**ARTICLE**
---------------

There's plenty of ways to round out Greninja but my preferred method is to give him a wide type coverage and exploit his special attack stat as much as possible. Here's an example list:
- Scald (Water)
- Dark Pulse (Dark)
- Ice Beam (Ice)
- Acrobatics (Flying)/Extrasensory (Psychic)
Scald and Dark Pulse give him a solid core of attacks with relevant STAB boosts, whilst also adding additional bonuses when hitting the enemy. Scald can burn the opponent, while Dark Pulse has around a 20% chance of making the enemy flinch making it ideal for those opponents that can't be taken down in a single hit.

---------------

**EXERCISES TO COMPLETE**
• a. Echo the Greninja guide word for word, covering the stretch from "There's plenty of" through "Acrobatics (Flying)/Extrasensory (Psychic)".
• b. According to the Greninja guide, how likely is Dark Pulse to make the enemy flinch?

(Records of labeled points)
---------------

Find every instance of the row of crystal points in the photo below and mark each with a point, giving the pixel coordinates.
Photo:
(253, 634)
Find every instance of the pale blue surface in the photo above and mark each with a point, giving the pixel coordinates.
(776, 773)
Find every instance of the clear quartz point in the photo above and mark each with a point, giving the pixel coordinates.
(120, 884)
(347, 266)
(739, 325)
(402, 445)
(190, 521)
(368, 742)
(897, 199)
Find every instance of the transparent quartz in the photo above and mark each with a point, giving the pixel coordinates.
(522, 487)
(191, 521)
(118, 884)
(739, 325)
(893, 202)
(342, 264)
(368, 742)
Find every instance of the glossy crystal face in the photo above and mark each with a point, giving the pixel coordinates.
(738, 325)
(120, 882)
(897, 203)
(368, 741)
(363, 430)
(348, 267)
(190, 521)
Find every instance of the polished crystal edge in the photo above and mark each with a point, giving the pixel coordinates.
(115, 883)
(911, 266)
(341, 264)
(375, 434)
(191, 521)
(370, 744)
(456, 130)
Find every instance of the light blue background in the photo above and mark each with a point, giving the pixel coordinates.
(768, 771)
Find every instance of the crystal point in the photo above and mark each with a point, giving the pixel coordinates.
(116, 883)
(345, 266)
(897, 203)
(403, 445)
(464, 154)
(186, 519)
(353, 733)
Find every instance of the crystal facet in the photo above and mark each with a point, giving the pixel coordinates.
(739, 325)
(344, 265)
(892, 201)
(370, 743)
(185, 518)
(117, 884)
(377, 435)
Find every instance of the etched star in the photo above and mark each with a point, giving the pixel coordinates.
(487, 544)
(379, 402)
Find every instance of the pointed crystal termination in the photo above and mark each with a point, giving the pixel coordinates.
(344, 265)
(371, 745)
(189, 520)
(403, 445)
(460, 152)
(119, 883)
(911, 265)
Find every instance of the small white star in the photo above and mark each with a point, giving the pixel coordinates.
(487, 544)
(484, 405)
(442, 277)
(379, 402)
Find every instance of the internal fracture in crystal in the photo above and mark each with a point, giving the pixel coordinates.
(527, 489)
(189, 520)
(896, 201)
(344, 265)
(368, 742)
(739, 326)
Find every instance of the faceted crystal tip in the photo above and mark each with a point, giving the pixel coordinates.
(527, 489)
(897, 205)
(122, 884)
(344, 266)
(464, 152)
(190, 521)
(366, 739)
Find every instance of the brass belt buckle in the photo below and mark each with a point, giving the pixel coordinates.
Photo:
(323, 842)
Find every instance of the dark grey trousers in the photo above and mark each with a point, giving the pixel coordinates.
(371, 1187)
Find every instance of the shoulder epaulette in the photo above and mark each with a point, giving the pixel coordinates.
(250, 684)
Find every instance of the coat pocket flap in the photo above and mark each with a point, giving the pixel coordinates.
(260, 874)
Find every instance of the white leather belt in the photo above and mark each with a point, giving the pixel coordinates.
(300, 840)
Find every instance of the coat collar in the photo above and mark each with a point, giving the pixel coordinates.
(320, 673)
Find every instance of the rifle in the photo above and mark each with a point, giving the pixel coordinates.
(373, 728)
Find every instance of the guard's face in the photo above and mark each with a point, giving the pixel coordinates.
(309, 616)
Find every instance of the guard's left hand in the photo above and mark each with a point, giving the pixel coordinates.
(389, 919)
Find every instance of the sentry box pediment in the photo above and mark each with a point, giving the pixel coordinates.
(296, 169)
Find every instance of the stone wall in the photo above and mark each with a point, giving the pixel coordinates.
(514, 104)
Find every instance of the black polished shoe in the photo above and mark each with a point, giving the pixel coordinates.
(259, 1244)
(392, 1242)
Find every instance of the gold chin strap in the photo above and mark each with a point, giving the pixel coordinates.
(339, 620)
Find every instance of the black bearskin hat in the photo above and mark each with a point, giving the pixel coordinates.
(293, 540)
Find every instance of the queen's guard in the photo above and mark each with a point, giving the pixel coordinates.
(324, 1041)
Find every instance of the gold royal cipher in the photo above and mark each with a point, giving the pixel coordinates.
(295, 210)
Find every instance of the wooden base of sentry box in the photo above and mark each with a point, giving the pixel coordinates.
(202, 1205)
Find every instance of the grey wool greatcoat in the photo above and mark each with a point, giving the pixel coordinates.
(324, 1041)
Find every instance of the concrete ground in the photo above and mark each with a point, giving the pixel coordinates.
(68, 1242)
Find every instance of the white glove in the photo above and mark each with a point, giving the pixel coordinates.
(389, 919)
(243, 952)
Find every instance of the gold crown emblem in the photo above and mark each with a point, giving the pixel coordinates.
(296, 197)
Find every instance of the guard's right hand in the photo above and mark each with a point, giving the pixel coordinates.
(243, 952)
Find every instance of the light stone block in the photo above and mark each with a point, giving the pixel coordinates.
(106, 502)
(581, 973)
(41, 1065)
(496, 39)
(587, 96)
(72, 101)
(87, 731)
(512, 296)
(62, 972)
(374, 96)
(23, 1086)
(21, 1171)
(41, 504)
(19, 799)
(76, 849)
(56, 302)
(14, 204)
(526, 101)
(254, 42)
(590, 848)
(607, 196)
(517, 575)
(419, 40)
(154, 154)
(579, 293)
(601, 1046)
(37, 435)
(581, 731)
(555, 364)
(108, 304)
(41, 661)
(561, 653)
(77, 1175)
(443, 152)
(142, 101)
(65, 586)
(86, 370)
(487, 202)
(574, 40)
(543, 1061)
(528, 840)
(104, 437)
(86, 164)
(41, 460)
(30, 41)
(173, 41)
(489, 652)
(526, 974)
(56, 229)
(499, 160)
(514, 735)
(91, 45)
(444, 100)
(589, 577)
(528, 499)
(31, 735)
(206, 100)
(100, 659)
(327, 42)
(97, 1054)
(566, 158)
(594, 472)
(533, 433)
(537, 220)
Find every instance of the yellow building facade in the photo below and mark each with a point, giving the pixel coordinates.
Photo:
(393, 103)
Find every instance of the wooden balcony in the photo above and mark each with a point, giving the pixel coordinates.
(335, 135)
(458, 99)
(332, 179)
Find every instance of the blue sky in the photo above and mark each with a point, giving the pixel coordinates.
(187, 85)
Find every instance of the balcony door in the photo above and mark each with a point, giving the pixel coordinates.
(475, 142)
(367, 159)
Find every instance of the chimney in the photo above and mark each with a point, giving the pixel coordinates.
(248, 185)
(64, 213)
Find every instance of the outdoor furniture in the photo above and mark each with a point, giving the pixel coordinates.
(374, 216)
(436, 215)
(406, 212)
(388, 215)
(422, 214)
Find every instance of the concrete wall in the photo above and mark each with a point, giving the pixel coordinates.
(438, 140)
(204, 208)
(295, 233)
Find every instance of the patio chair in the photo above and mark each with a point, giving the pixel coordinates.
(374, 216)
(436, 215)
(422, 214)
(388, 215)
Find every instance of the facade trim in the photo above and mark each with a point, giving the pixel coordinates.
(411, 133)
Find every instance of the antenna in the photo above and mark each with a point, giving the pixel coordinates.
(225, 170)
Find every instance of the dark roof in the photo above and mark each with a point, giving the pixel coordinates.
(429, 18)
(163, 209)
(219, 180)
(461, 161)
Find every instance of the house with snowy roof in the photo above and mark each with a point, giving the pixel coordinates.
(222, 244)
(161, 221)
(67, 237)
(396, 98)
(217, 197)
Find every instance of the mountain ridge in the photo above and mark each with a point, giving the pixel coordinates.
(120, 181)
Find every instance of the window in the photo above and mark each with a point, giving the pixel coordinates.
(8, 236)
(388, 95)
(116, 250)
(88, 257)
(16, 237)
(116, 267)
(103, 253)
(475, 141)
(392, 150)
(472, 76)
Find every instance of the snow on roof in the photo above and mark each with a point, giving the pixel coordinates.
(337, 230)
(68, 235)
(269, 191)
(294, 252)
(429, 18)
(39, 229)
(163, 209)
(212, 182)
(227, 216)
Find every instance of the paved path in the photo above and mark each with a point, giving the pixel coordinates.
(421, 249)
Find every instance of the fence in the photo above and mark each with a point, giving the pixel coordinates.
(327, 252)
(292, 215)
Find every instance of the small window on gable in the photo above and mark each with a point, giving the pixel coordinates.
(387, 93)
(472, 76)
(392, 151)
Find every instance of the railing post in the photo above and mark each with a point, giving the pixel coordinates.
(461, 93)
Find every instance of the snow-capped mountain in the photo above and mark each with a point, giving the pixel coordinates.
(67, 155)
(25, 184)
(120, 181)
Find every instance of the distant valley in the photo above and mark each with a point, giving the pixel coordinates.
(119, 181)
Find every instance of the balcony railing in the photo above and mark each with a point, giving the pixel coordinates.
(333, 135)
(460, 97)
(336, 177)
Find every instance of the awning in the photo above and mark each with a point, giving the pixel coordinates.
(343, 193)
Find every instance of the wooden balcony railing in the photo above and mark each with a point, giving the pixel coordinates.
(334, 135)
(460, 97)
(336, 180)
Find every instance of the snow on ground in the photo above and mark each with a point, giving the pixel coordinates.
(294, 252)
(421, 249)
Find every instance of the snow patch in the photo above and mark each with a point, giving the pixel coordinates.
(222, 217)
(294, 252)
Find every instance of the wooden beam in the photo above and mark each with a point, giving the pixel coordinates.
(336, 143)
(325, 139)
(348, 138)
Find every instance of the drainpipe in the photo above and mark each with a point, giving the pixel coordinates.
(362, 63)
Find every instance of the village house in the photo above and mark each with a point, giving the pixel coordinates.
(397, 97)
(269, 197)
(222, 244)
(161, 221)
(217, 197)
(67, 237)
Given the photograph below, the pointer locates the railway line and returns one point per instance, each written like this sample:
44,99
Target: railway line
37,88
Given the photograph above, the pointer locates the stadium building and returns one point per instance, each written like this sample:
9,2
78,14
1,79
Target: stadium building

---------------

**EXERCISE SOLUTIONS**
• a.
There's plenty of ways to round out Greninja but my preferred method is to give him a wide type coverage and exploit his special attack stat as much as possible. Here's an example list:
- Scald (Water)
- Dark Pulse (Dark)
- Ice Beam (Ice)
- Acrobatics (Flying)/Extrasensory (Psychic)

• b. Around a 20% chance.